* EXERCISE DIRECTIONS
The reply should consist of the line containing "Where can the rear" and all lines after it in the listing below, reproduced exactly and nothing more.

++++ MATERIAL SUPPLIED ++++

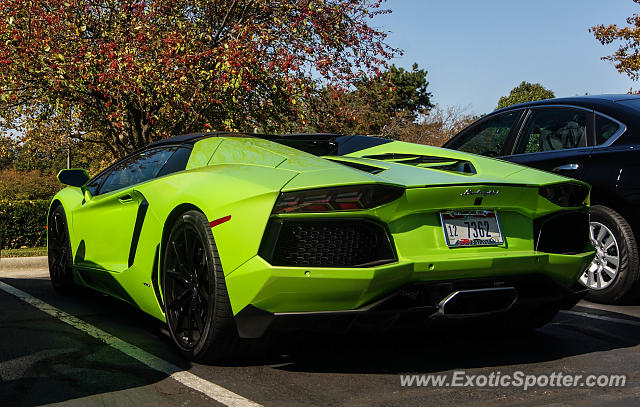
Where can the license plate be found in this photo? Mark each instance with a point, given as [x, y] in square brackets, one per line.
[471, 228]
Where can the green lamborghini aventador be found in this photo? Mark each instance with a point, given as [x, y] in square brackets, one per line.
[228, 237]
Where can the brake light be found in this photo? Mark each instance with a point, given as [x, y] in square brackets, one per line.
[347, 198]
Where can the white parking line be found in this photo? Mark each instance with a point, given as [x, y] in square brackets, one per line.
[602, 318]
[212, 390]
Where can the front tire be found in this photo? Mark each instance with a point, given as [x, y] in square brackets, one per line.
[197, 306]
[613, 275]
[59, 252]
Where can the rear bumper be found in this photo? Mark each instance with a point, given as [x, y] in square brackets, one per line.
[419, 304]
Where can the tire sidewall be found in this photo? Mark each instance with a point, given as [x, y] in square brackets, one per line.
[65, 282]
[627, 277]
[194, 220]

++++

* FINAL ANSWER
Where can the rear bumper be found in this photo? Mark each instance with a point, given as [x, y] in square brackets, one per line.
[419, 304]
Where can the tire sidewall be found in this photo? Mark each instance with a point, given as [x, y] in square brackets, one per line.
[65, 282]
[627, 277]
[194, 220]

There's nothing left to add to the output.